GOAL OF THE EXERCISE: Render the entire listing below as a JSON list of strings, one string per line, omitting blank lines and leaving out the pictures.

GIVEN RECORDS:

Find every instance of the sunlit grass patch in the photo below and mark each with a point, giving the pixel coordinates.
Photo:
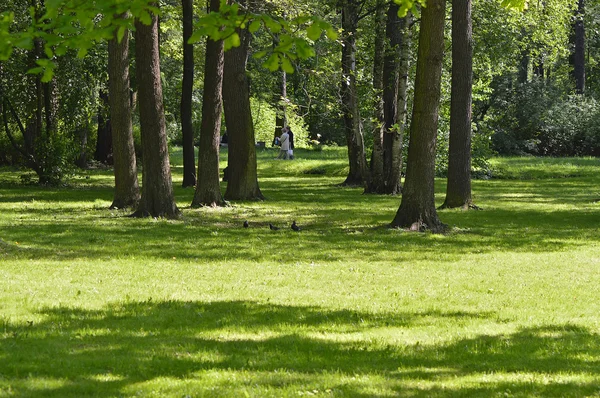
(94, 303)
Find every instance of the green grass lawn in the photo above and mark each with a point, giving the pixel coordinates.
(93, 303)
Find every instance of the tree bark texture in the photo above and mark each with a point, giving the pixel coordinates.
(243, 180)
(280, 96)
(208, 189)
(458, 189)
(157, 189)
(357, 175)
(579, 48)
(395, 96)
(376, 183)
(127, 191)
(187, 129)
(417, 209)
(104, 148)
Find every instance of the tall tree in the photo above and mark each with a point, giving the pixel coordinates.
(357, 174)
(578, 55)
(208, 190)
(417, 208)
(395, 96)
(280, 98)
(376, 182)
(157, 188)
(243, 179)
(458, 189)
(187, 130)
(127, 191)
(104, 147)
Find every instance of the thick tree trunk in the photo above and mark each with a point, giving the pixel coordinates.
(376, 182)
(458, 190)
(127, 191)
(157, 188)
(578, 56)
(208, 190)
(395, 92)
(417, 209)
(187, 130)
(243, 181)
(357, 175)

TASK RESULT:
[
  "Find every instance of the sunlit grass patch in the photo below and mark each with a point, giving the pixel coordinates.",
  "Photo:",
  "(94, 303)",
  "Find every instance of the green grass lawn in the photo above and mark each with a point, giving the pixel coordinates.",
  "(93, 303)",
  "Find every instance of the tree bark texture in the photo above and mark each with a point, giving the pixel coordinates.",
  "(243, 180)",
  "(280, 96)",
  "(208, 189)",
  "(458, 189)",
  "(157, 189)",
  "(357, 175)",
  "(579, 48)",
  "(395, 96)",
  "(376, 183)",
  "(127, 191)",
  "(187, 129)",
  "(417, 209)",
  "(104, 148)",
  "Find every instance of the tall tree in the photo above and mark each with a point, giving the pixel coordinates.",
  "(357, 174)",
  "(578, 55)",
  "(208, 190)",
  "(417, 208)",
  "(395, 96)",
  "(280, 98)",
  "(376, 182)",
  "(157, 188)",
  "(243, 179)",
  "(458, 189)",
  "(187, 130)",
  "(127, 191)",
  "(104, 147)",
  "Find every instance of the thick tree trunk in the photo above and mark each with a point, giving the pixel coordinates.",
  "(376, 182)",
  "(458, 190)",
  "(127, 191)",
  "(157, 188)",
  "(578, 56)",
  "(208, 190)",
  "(395, 92)",
  "(417, 209)",
  "(187, 130)",
  "(243, 181)",
  "(357, 175)"
]